(Records from an annotation dataset)
════════════════
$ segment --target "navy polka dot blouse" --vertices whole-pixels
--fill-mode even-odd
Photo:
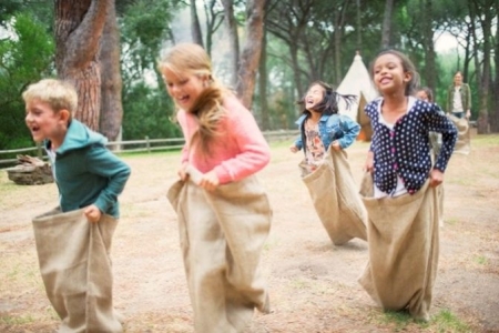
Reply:
[[[457,129],[440,107],[409,98],[408,112],[389,129],[380,119],[383,98],[366,105],[374,134],[370,150],[374,152],[374,182],[379,190],[394,193],[397,175],[407,192],[416,193],[428,179],[431,170],[429,132],[442,134],[440,154],[434,165],[444,172],[457,140]]]

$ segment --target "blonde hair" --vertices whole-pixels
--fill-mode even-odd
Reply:
[[[203,151],[208,152],[210,141],[222,134],[218,123],[225,117],[226,110],[222,103],[224,95],[228,93],[228,90],[213,77],[210,56],[198,44],[179,43],[163,53],[157,68],[161,72],[169,69],[179,77],[189,73],[206,79],[206,88],[191,110],[185,111],[195,114],[200,124],[191,144],[198,141]]]
[[[78,108],[78,93],[74,87],[67,81],[57,79],[43,79],[28,85],[22,93],[22,99],[26,103],[33,100],[47,102],[55,112],[68,110],[70,119]]]

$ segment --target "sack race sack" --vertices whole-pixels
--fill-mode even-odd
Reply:
[[[241,332],[255,307],[268,312],[258,264],[271,229],[271,205],[255,175],[214,191],[192,179],[174,183],[167,199],[179,216],[194,329]]]
[[[354,238],[367,240],[367,212],[357,192],[347,154],[329,147],[324,163],[312,173],[302,164],[303,182],[308,189],[320,222],[335,245]]]
[[[427,321],[438,265],[438,205],[429,181],[415,194],[373,198],[366,173],[361,198],[368,212],[369,260],[359,283],[384,310],[407,309]]]
[[[111,240],[118,221],[90,223],[83,209],[32,220],[47,295],[62,320],[58,332],[123,332],[112,303]]]

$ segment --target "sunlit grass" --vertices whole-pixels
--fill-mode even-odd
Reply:
[[[428,322],[414,320],[407,311],[387,311],[376,317],[380,324],[393,326],[393,332],[472,332],[466,322],[447,309],[440,310]]]

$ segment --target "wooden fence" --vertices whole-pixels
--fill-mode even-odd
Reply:
[[[267,142],[276,141],[291,141],[294,140],[299,132],[297,130],[282,130],[282,131],[267,131],[263,132]],[[132,141],[113,141],[108,142],[108,148],[113,152],[153,152],[153,151],[169,151],[180,150],[184,145],[183,138],[173,139],[149,139],[132,140]],[[4,155],[12,154],[28,154],[35,155],[40,159],[47,159],[45,152],[40,144],[31,148],[21,148],[13,150],[0,150],[0,168],[12,165],[17,162],[17,159],[3,158]]]

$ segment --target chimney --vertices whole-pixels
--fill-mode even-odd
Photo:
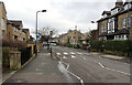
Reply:
[[[122,7],[122,6],[123,6],[123,1],[122,0],[117,0],[116,7],[119,8],[119,7]]]

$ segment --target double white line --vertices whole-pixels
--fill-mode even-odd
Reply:
[[[69,74],[72,74],[73,76],[75,76],[77,79],[79,79],[80,83],[81,83],[81,85],[84,85],[84,81],[82,81],[79,76],[77,76],[76,74],[74,74],[74,73],[72,73],[70,71],[68,71],[69,64],[68,64],[68,63],[65,63],[65,62],[62,62],[62,63],[66,64],[66,65],[67,65],[66,71],[67,71]]]

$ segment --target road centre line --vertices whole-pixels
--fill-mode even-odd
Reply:
[[[56,53],[57,55],[61,55],[61,53]]]
[[[74,52],[70,52],[70,54],[75,54]]]
[[[84,81],[82,81],[79,76],[77,76],[76,74],[74,74],[74,73],[72,73],[70,71],[68,71],[69,64],[68,64],[68,63],[65,63],[65,62],[63,62],[63,63],[67,65],[66,71],[67,71],[69,74],[72,74],[73,76],[75,76],[77,79],[79,79],[80,83],[81,83],[81,85],[84,85]]]

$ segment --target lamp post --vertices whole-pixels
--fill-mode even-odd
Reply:
[[[46,12],[46,10],[36,11],[36,56],[37,56],[37,14],[38,12]]]
[[[131,28],[131,17],[129,14],[130,9],[131,9],[131,2],[128,1],[128,57],[130,57],[130,28]]]

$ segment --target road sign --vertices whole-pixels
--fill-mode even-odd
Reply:
[[[41,35],[36,35],[36,38],[37,38],[37,39],[40,39],[40,38],[41,38]]]

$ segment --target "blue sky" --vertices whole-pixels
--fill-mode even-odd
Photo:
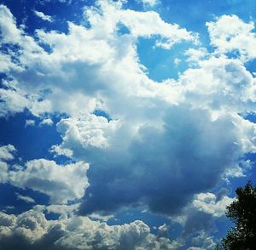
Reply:
[[[0,249],[213,249],[254,182],[254,1],[1,1]]]

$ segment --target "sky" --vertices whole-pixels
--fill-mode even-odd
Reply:
[[[256,2],[0,1],[0,250],[210,250],[256,183]]]

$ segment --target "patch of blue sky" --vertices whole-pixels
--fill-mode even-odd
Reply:
[[[189,67],[184,52],[191,48],[191,43],[175,44],[170,49],[165,49],[155,47],[156,40],[157,37],[138,39],[137,48],[140,62],[154,81],[177,79]]]
[[[61,116],[51,119],[55,124]],[[34,121],[35,126],[26,126],[27,120]],[[40,118],[27,111],[7,118],[0,118],[1,145],[13,145],[18,151],[17,156],[21,157],[24,162],[38,158],[54,159],[58,163],[69,162],[65,156],[55,157],[49,151],[53,145],[61,142],[61,134],[56,131],[55,126],[39,126],[40,122]]]
[[[35,202],[20,199],[19,195],[31,197]],[[32,208],[35,204],[48,205],[49,196],[31,189],[20,189],[8,183],[0,184],[0,211],[19,214]]]

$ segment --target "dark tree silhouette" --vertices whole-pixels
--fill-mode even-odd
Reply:
[[[249,181],[236,190],[236,200],[227,207],[226,216],[235,226],[216,249],[256,249],[256,187]]]

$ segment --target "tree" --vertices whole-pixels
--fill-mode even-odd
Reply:
[[[249,181],[236,190],[236,200],[227,207],[226,216],[235,226],[217,249],[256,249],[256,187]]]

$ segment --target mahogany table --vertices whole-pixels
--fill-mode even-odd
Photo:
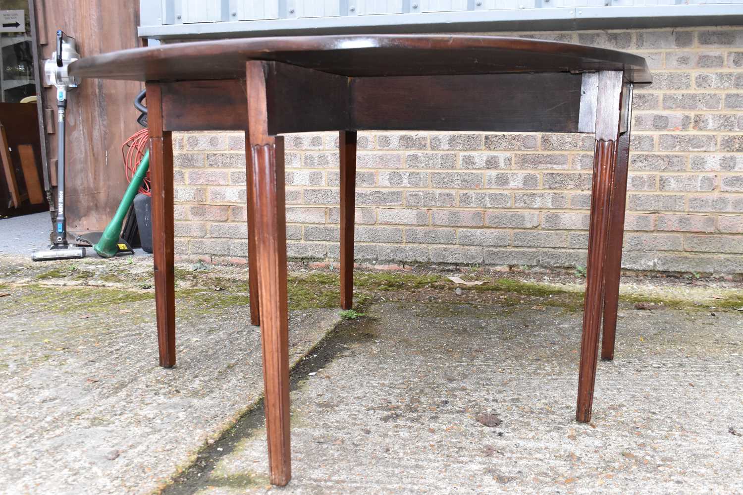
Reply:
[[[601,357],[614,355],[632,87],[640,56],[479,36],[251,38],[125,50],[73,62],[80,77],[145,81],[160,363],[175,363],[172,131],[241,130],[250,320],[260,323],[271,482],[291,476],[284,140],[340,131],[340,293],[353,292],[356,132],[583,132],[595,136],[576,418],[591,418]],[[247,95],[247,97],[246,97]]]

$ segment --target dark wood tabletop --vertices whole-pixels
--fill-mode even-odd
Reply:
[[[360,35],[246,38],[161,45],[88,56],[79,77],[174,81],[244,79],[245,61],[273,60],[346,77],[622,71],[652,82],[645,59],[615,50],[481,36]]]

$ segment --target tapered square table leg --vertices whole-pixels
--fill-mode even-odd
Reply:
[[[603,71],[599,73],[585,302],[583,308],[583,334],[580,343],[580,369],[576,412],[576,419],[583,422],[591,421],[594,384],[596,381],[621,91],[621,72]]]
[[[175,365],[175,271],[173,265],[173,146],[163,130],[160,87],[147,83],[149,173],[152,191],[152,262],[160,366]]]

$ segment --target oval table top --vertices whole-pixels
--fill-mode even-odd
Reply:
[[[274,60],[346,77],[623,71],[652,81],[645,59],[571,43],[489,36],[357,35],[200,41],[132,48],[72,62],[79,77],[244,79],[245,62]]]

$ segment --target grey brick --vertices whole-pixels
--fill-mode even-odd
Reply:
[[[542,227],[545,229],[586,230],[588,228],[588,214],[542,213]]]
[[[661,191],[711,191],[717,184],[714,175],[661,175]]]
[[[173,233],[175,237],[206,237],[207,224],[201,221],[176,221],[173,224]]]
[[[568,235],[564,232],[514,230],[513,245],[525,248],[566,248]]]
[[[717,217],[717,230],[728,233],[743,233],[743,216],[721,215]]]
[[[743,93],[729,93],[725,95],[726,110],[743,110]]]
[[[286,221],[295,224],[323,224],[325,214],[325,208],[290,207],[286,209]]]
[[[660,108],[658,93],[637,93],[632,95],[632,110],[656,110]]]
[[[666,68],[690,68],[696,65],[697,56],[693,51],[666,52]]]
[[[732,68],[743,67],[743,51],[728,52],[727,66]]]
[[[539,224],[539,214],[522,211],[485,212],[485,224],[502,228],[531,228]]]
[[[406,191],[405,205],[409,207],[452,207],[456,204],[454,191]]]
[[[698,89],[730,89],[735,88],[735,76],[731,72],[701,72],[695,76],[694,85]]]
[[[356,208],[354,210],[354,221],[360,224],[374,224],[377,222],[377,213],[374,208]],[[337,224],[340,222],[340,209],[330,208],[328,210],[328,223]]]
[[[666,110],[719,110],[722,99],[715,93],[666,93],[663,108]]]
[[[284,173],[288,186],[322,186],[325,175],[318,170],[290,170]]]
[[[513,196],[516,208],[565,208],[568,195],[564,192],[516,192]]]
[[[415,244],[455,244],[457,233],[454,229],[405,229],[405,242]]]
[[[680,194],[630,193],[627,209],[635,211],[684,211],[685,196]]]
[[[591,190],[591,174],[583,172],[545,172],[542,175],[542,184],[545,189],[580,189]]]
[[[377,136],[379,149],[427,149],[426,134],[380,134]]]
[[[482,229],[459,229],[459,244],[467,246],[507,246],[508,232]]]
[[[479,208],[507,208],[510,192],[460,192],[459,206]]]
[[[244,169],[245,155],[244,153],[207,153],[207,166],[229,169]]]
[[[322,149],[322,134],[289,134],[284,136],[286,149]]]
[[[428,212],[424,210],[389,209],[377,213],[379,223],[399,225],[427,225]]]
[[[481,134],[434,134],[430,137],[431,149],[482,149]]]
[[[517,153],[516,169],[567,169],[568,155],[562,153]]]
[[[716,68],[725,65],[725,54],[721,51],[705,51],[697,54],[697,67]]]
[[[484,254],[486,264],[499,266],[536,266],[540,259],[539,250],[533,249],[486,248]]]
[[[175,153],[173,155],[173,166],[182,169],[204,166],[204,153]]]
[[[694,44],[694,33],[678,30],[662,31],[639,30],[635,47],[643,50],[686,48]],[[607,47],[609,48],[609,47]]]
[[[655,217],[652,213],[628,214],[624,217],[624,230],[655,230]]]
[[[337,241],[339,240],[339,228],[328,225],[305,225],[305,241]]]
[[[539,176],[535,173],[516,172],[488,172],[485,184],[491,189],[537,189]]]
[[[574,210],[590,210],[591,193],[577,192],[570,195],[570,207]]]
[[[379,248],[376,244],[354,244],[354,259],[355,261],[376,261],[379,258]],[[340,258],[340,246],[333,243],[328,245],[328,257],[332,259]]]
[[[451,227],[481,227],[482,212],[467,210],[434,210],[431,213],[434,225]]]
[[[631,233],[624,236],[624,248],[634,251],[681,251],[684,240],[679,234]]]
[[[485,149],[528,150],[536,149],[537,137],[533,134],[486,134]]]
[[[629,32],[578,33],[578,43],[600,48],[622,50],[629,48],[632,42],[632,34]]]
[[[305,153],[302,165],[308,168],[337,169],[340,164],[337,152]]]
[[[402,206],[404,191],[356,190],[356,204],[359,206]],[[305,191],[305,195],[307,193]]]
[[[653,91],[659,89],[690,89],[691,86],[691,74],[688,72],[659,72],[656,71],[652,73],[652,86],[651,89]]]
[[[302,225],[287,225],[286,238],[290,241],[302,240]]]
[[[635,134],[629,142],[630,151],[653,151],[655,149],[655,136]]]
[[[481,172],[434,172],[431,184],[434,187],[452,189],[478,189],[482,187]]]
[[[354,240],[357,242],[402,242],[403,230],[398,227],[357,227]]]
[[[697,33],[697,41],[701,46],[740,46],[743,42],[743,30],[721,30],[699,31]]]
[[[720,136],[720,151],[743,152],[743,134]]]
[[[359,191],[356,192],[357,197]],[[305,189],[305,203],[308,204],[337,204],[340,196],[337,189]],[[358,199],[357,199],[358,201]]]
[[[192,254],[230,254],[230,241],[227,239],[192,239],[188,245],[189,252]]]
[[[717,137],[707,134],[663,134],[660,136],[661,151],[715,151]]]
[[[658,230],[714,232],[715,217],[710,215],[658,215]]]
[[[322,259],[327,256],[328,247],[319,242],[287,242],[286,256],[301,259]]]
[[[655,191],[655,174],[629,174],[627,177],[627,190],[630,191]]]
[[[356,166],[363,169],[400,169],[403,154],[363,152],[357,155]]]
[[[741,129],[740,116],[730,114],[696,114],[694,129],[700,131],[736,131]]]
[[[215,151],[227,149],[227,136],[221,134],[188,133],[184,136],[185,149]]]
[[[743,192],[743,175],[723,175],[720,178],[720,190]]]
[[[743,236],[684,236],[687,251],[708,253],[743,253]]]
[[[380,261],[426,262],[429,261],[428,246],[379,246]]]
[[[336,170],[328,171],[328,185],[336,187],[340,186],[340,172]],[[377,185],[377,172],[373,170],[357,170],[356,187],[373,187]]]
[[[580,149],[593,150],[594,137],[585,134],[542,134],[539,138],[542,149],[545,151],[559,151]]]
[[[686,170],[685,155],[633,153],[629,155],[631,170]]]
[[[434,263],[481,263],[482,248],[432,247],[431,261]]]
[[[379,185],[383,187],[426,187],[428,178],[426,172],[380,170]]]
[[[173,190],[173,201],[178,203],[203,203],[206,199],[205,187],[179,186]]]
[[[244,221],[214,222],[209,226],[210,237],[222,237],[227,239],[242,239],[247,243],[247,224]],[[206,236],[201,236],[206,237]]]
[[[454,153],[408,153],[405,164],[409,169],[453,169],[457,166]]]
[[[690,114],[635,114],[632,130],[685,131],[689,129],[691,122],[692,117]]]
[[[689,210],[737,213],[743,211],[743,197],[717,194],[690,195],[689,196]]]
[[[502,169],[511,167],[511,156],[507,153],[462,153],[459,158],[463,169]]]

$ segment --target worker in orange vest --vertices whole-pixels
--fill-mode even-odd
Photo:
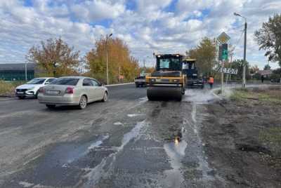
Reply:
[[[214,77],[213,76],[210,75],[209,77],[209,81],[208,81],[209,85],[210,85],[210,88],[213,88],[213,84],[214,84]]]

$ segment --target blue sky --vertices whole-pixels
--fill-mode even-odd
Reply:
[[[235,46],[234,59],[242,58],[243,20],[233,14],[238,12],[249,24],[247,60],[262,68],[267,60],[253,34],[280,10],[276,0],[0,0],[0,63],[25,62],[28,50],[49,38],[62,37],[83,56],[110,33],[150,66],[153,52],[183,53],[222,32]]]

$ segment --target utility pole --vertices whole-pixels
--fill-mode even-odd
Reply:
[[[110,34],[109,36],[106,36],[105,39],[105,48],[106,48],[106,84],[108,85],[109,79],[108,79],[108,49],[107,49],[107,40],[112,36],[112,34]]]
[[[27,63],[26,62],[25,65],[25,81],[27,81]]]
[[[245,18],[245,28],[244,33],[244,65],[243,65],[243,85],[242,88],[246,87],[246,47],[247,47],[247,20]]]
[[[242,74],[242,88],[245,89],[246,87],[246,48],[247,48],[247,18],[241,15],[234,13],[236,16],[240,16],[244,18],[245,24],[244,29],[244,58],[243,58],[243,74]]]

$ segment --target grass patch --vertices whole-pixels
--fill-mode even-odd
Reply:
[[[235,101],[245,101],[256,100],[259,101],[281,104],[280,90],[249,90],[237,89],[234,90],[230,96],[230,100]]]
[[[0,96],[13,96],[15,88],[23,83],[23,81],[7,82],[0,80]]]

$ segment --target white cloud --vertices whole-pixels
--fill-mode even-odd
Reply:
[[[94,22],[103,19],[114,19],[124,13],[125,6],[118,1],[86,1],[72,5],[70,9],[81,21]]]
[[[243,37],[238,39],[243,20],[233,14],[238,12],[248,21],[247,60],[263,67],[267,61],[254,32],[281,8],[280,0],[133,0],[136,8],[130,10],[126,1],[34,0],[32,6],[25,6],[23,1],[0,0],[0,62],[25,61],[32,46],[50,37],[61,36],[83,55],[96,39],[110,32],[150,65],[153,51],[184,53],[202,37],[216,37],[221,32],[237,45],[235,58],[241,58]]]

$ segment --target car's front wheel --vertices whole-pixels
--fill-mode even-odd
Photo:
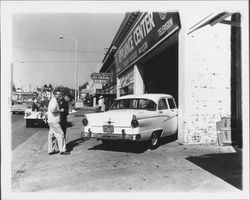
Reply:
[[[158,132],[153,132],[149,139],[149,148],[156,149],[159,147],[160,134]]]

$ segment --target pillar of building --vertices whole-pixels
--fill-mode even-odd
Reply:
[[[144,94],[143,66],[134,66],[134,94]]]

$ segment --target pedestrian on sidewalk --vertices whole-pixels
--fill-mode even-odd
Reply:
[[[98,111],[99,112],[104,112],[105,111],[105,104],[104,104],[104,98],[103,96],[99,97],[99,101],[98,101]]]
[[[59,90],[54,91],[54,96],[51,98],[48,106],[48,124],[49,124],[49,134],[48,134],[48,153],[52,155],[56,152],[56,143],[53,142],[53,138],[56,138],[59,152],[61,155],[68,155],[69,152],[66,151],[66,142],[62,128],[60,126],[60,114],[64,111],[59,109],[58,100],[61,95]]]
[[[69,94],[64,94],[61,96],[59,101],[59,109],[63,109],[63,112],[61,112],[60,116],[60,125],[62,128],[62,131],[64,133],[64,138],[66,140],[66,130],[67,130],[67,118],[69,115],[69,102],[71,101],[71,96]]]

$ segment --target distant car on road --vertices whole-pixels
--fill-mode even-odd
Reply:
[[[12,114],[22,113],[24,114],[25,110],[27,109],[27,103],[15,101],[14,104],[11,106]]]
[[[27,108],[25,110],[24,119],[26,120],[26,127],[32,127],[36,124],[48,126],[46,109],[32,111],[31,108]]]
[[[168,94],[127,95],[118,98],[102,113],[83,116],[83,136],[111,141],[147,141],[157,148],[159,139],[177,134],[178,110]]]

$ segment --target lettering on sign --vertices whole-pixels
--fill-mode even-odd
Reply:
[[[173,26],[173,19],[172,17],[165,23],[162,25],[162,27],[158,30],[158,35],[159,37],[161,37],[168,29],[171,28],[171,26]]]
[[[112,77],[112,73],[92,73],[90,77],[92,80],[108,81]]]
[[[143,12],[115,54],[117,74],[180,29],[178,12]]]
[[[146,13],[141,22],[136,26],[127,41],[123,44],[118,52],[119,62],[122,62],[140,42],[152,31],[155,27],[153,13]]]

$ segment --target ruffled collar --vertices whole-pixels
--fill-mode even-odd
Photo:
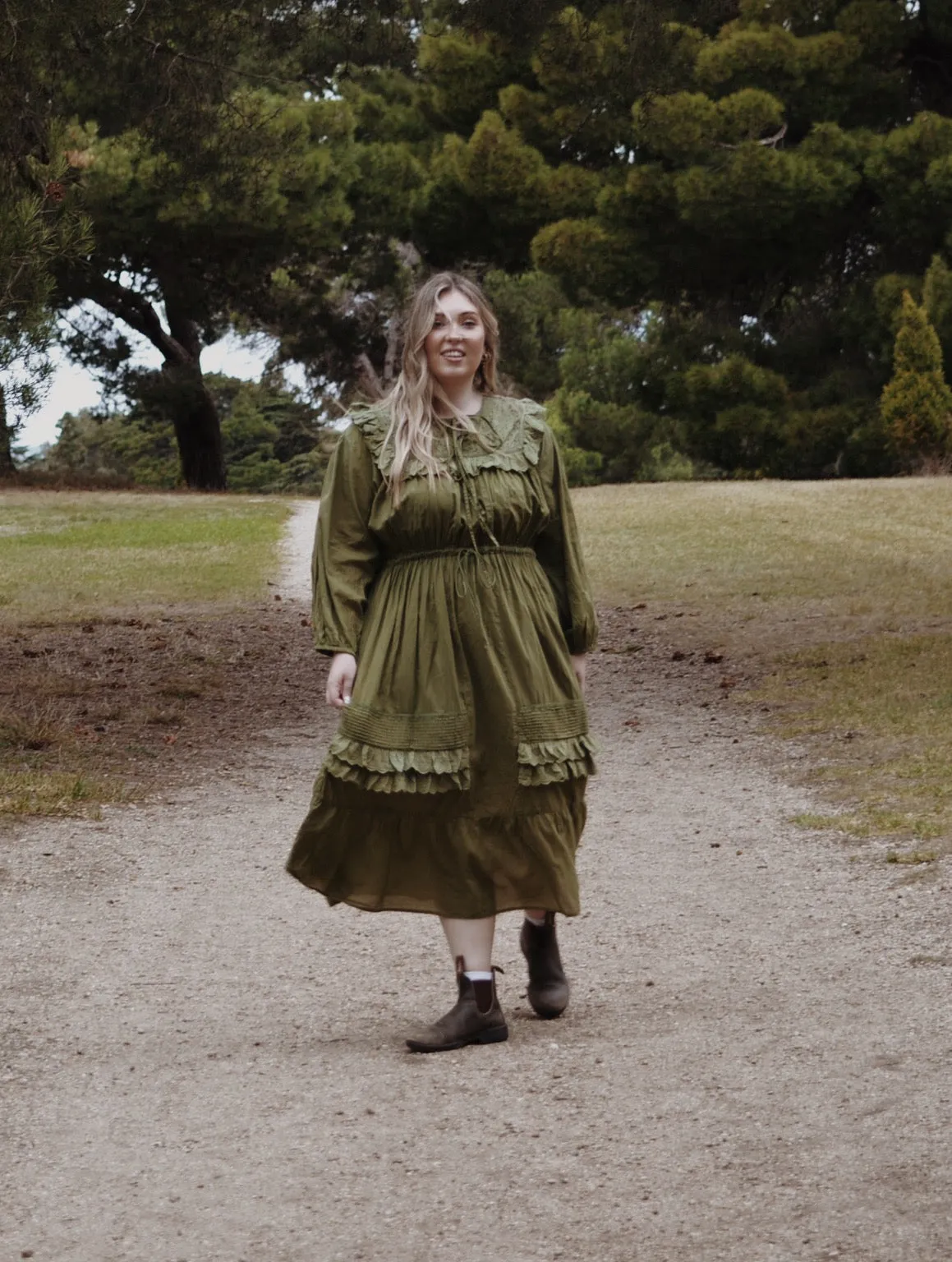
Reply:
[[[440,434],[435,439],[435,449],[454,477],[464,473],[474,477],[483,469],[526,473],[538,464],[546,430],[545,415],[545,408],[532,399],[487,395],[474,418],[478,434],[463,433],[455,442],[450,440],[448,433]],[[385,442],[390,428],[386,404],[357,405],[351,411],[351,419],[363,434],[377,468],[388,477],[393,451]],[[419,461],[411,459],[407,463],[407,477],[422,477],[425,472]]]

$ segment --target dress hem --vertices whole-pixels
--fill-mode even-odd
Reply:
[[[503,902],[499,906],[497,906],[496,910],[483,911],[479,912],[479,915],[477,916],[474,916],[472,912],[469,915],[461,915],[459,911],[441,911],[438,907],[434,907],[432,905],[422,906],[421,904],[409,904],[409,902],[407,904],[401,902],[400,906],[393,906],[388,905],[385,901],[381,906],[369,906],[367,902],[361,902],[359,900],[354,897],[348,897],[347,895],[340,895],[339,897],[330,897],[325,890],[320,888],[319,885],[311,885],[310,881],[304,881],[295,871],[293,871],[293,868],[286,867],[285,871],[290,876],[293,876],[295,881],[300,881],[300,883],[305,888],[313,890],[315,893],[319,893],[323,899],[325,899],[329,907],[338,907],[343,904],[347,907],[354,907],[357,911],[369,911],[369,912],[403,911],[403,912],[410,912],[411,915],[415,916],[445,916],[449,920],[484,920],[487,916],[504,916],[509,911],[525,911],[527,906],[531,906],[533,909],[538,907],[542,911],[555,911],[560,916],[580,915],[580,907],[578,905],[575,906],[574,910],[567,911],[565,906],[561,905],[551,906],[551,900],[541,900],[541,901],[523,900],[521,902],[514,902],[514,901]]]

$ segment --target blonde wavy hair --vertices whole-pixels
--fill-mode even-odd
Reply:
[[[386,396],[390,408],[386,445],[392,447],[393,451],[393,463],[387,482],[396,504],[400,502],[410,459],[422,464],[430,482],[446,476],[445,464],[432,449],[432,439],[438,429],[475,432],[472,419],[454,406],[439,381],[430,374],[426,362],[425,342],[432,329],[436,303],[444,294],[454,289],[473,304],[485,333],[483,362],[477,370],[473,385],[484,395],[499,392],[497,380],[499,323],[485,299],[485,294],[475,281],[454,271],[440,271],[435,276],[430,276],[417,289],[406,313],[401,371],[393,389]],[[441,410],[449,413],[448,416],[436,414],[438,403],[441,405]]]

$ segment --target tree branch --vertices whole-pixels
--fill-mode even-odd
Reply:
[[[87,298],[125,321],[130,328],[141,333],[158,351],[161,351],[166,363],[192,361],[188,348],[161,327],[159,313],[148,298],[132,293],[117,280],[110,280],[108,276],[93,271],[87,271],[83,276],[83,289]]]
[[[770,149],[775,149],[777,145],[783,140],[783,138],[786,135],[787,135],[787,124],[784,122],[779,131],[774,133],[774,135],[772,135],[772,136],[764,136],[764,139],[763,140],[758,140],[757,144],[758,145],[768,145]],[[717,148],[719,149],[740,149],[740,145],[729,145],[725,141],[719,140],[717,141]]]

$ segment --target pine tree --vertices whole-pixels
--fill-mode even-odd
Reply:
[[[942,348],[923,307],[903,293],[893,377],[880,410],[886,432],[910,464],[952,451],[952,390],[942,375]]]

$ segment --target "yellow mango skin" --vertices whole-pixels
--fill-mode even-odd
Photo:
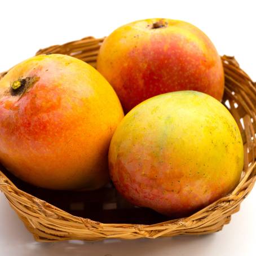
════════════════
[WHAT YOU SHOULD DO] Pull out every line in the records that contains the string "tree".

[FINISHED ANSWER]
$ segment --target "dark tree silhouette" --vertices whole-pixels
$ segment --target "tree" --vertices whole-pixels
$ segment --target tree branch --vertices whole-pixels
$ segment --target pine tree --vertices whole-pixels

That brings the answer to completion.